### Text extract
On one of my climbs in Scotland a mate and myself went up Ben More (Not the one on Mull). On the way up we came across aircraft wreakage. This turned out be a Viscount airliner on a test flight out of Glasgow. The crash occurred in 1974 so a only a few bits left now. I have a few shots but not enough to post. 

The report into the crash makes interesting reading and you have to wonder why it happened. 

http://www.aaib.gov.uk/sites/aaib/publications/formal_reports/4_1974__g_aohi.cfm


----------



## zimbob (Oct 5, 2010)

Ah, nice 

Be caeful poking about in there though, there's a few _nasty_ surprises lurking amongst that stonework


----------



## DubbedNavigator (Oct 5, 2010)

zimbob said:


> Ah, nice
> 
> Be caeful poking about in there though, there's a few _nasty_ surprises lurking amongst that stonework



Bessie has a brother?


----------



## El Supremo (Oct 6, 2010)

zimbob said:


> Ah, nice
> 
> Be caeful poking about in there though, there's a few _nasty_ surprises lurking amongst that stonework


Too true! its like a minefield.Talking to a guide up there he said one of the gullies closeby is awash with it too, as it used to connected to the observatory drains. You'd have thought with the weather up there gets it would be long gone. Be aware of notorious "five finger gully" on descent - has claimed many lives with people mistakenly wandering off Pony track.
Interesting banal fact- If Ben Nevis was 100m higher it would have a glacier on its summit


----------



## hydealfred (Oct 6, 2010)

El Supremo said:


> Too true! its like a minefield.Talking to a guide up there he said one of the gullies closeby is awash with it too, as it used to connected to the observatory drains. You'd have thought with the weather up there gets it would be long gone. Be aware of notorious "five finger gully" on descent - has claimed many lives with people mistakenly wandering off Pony track.
> Interesting banal fact- If Ben Nevis was 100m higher it would have a glacier on its summit



Carn Mor Dearg Arete - now there's a good route


----------



## night crawler (Oct 7, 2010)

Great report though it is a pity there was so much mist about but gives the place a forboading feel, I wonder what it looks like on a clear day.


----------



## Foxylady (Oct 7, 2010)

That's a helluvan achievement. Really interesting stuff too.
######
### Challenges
• A. Please edit the forum thread from "The report into" to "zimbob (Oct 5, 2010)", putting "accident" in place of "crash".
• B. In the forum thread, what aircraft left the wreckage found on Ben More, and what flight was it on?
### Raw data
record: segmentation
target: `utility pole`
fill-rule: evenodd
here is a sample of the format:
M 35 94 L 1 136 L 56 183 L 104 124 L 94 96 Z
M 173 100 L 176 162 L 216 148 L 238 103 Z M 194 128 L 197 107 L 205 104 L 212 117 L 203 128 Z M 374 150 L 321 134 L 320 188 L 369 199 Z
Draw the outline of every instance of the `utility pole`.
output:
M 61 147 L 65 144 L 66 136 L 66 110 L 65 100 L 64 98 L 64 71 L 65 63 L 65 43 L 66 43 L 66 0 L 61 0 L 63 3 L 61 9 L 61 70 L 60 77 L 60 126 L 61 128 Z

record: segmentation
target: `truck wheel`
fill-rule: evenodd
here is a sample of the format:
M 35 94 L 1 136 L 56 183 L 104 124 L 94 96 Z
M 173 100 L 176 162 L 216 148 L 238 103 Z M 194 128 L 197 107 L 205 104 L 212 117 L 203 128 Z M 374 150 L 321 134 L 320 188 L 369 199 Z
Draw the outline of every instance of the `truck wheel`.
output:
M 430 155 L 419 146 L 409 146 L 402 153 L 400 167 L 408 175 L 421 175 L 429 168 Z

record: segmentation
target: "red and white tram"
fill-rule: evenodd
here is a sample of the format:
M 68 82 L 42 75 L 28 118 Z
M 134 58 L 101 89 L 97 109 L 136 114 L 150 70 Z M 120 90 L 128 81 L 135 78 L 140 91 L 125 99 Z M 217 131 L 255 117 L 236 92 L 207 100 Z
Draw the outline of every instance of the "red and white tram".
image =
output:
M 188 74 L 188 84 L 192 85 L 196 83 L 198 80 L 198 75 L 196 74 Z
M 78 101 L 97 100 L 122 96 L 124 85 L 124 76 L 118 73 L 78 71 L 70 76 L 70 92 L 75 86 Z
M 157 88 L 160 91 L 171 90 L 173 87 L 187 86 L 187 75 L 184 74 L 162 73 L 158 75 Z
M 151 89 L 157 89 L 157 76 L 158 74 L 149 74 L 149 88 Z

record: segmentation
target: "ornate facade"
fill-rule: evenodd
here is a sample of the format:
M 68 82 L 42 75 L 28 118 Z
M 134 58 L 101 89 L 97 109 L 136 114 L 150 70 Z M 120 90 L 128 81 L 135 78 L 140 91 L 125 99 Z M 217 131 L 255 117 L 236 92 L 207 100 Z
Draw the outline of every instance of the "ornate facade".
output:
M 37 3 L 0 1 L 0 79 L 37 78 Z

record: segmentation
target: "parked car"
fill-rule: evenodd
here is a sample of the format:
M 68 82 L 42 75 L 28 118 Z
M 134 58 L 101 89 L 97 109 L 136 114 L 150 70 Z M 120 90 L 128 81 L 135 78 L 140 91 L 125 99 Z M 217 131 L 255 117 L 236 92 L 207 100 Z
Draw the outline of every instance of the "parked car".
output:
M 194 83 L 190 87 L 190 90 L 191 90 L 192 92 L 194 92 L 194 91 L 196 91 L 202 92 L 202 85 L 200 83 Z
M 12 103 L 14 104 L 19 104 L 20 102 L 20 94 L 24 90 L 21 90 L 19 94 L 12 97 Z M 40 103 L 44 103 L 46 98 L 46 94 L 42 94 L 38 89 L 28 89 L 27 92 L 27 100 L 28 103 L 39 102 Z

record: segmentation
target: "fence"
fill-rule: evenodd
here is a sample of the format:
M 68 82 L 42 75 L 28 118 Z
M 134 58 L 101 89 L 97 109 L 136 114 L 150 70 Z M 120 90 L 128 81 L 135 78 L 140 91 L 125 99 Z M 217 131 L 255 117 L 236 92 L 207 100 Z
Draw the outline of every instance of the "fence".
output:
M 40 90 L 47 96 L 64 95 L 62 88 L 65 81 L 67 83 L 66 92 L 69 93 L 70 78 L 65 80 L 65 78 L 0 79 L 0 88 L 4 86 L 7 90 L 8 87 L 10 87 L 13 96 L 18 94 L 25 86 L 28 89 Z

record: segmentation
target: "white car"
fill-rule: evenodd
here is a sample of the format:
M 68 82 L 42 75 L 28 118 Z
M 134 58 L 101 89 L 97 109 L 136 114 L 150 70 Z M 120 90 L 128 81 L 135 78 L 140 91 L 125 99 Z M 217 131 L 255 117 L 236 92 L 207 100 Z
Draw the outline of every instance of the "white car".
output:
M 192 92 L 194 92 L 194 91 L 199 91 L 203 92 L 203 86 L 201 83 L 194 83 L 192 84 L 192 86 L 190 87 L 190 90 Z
######
### Written responses
• A.
The report into the accident makes interesting reading and you have to wonder why it happened. 

http://www.aaib.gov.uk/sites/aaib/publications/formal_reports/4_1974__g_aohi.cfm


----------



## zimbob (Oct 5, 2010)

• B. A Viscount airliner on a test flight out of Glasgow.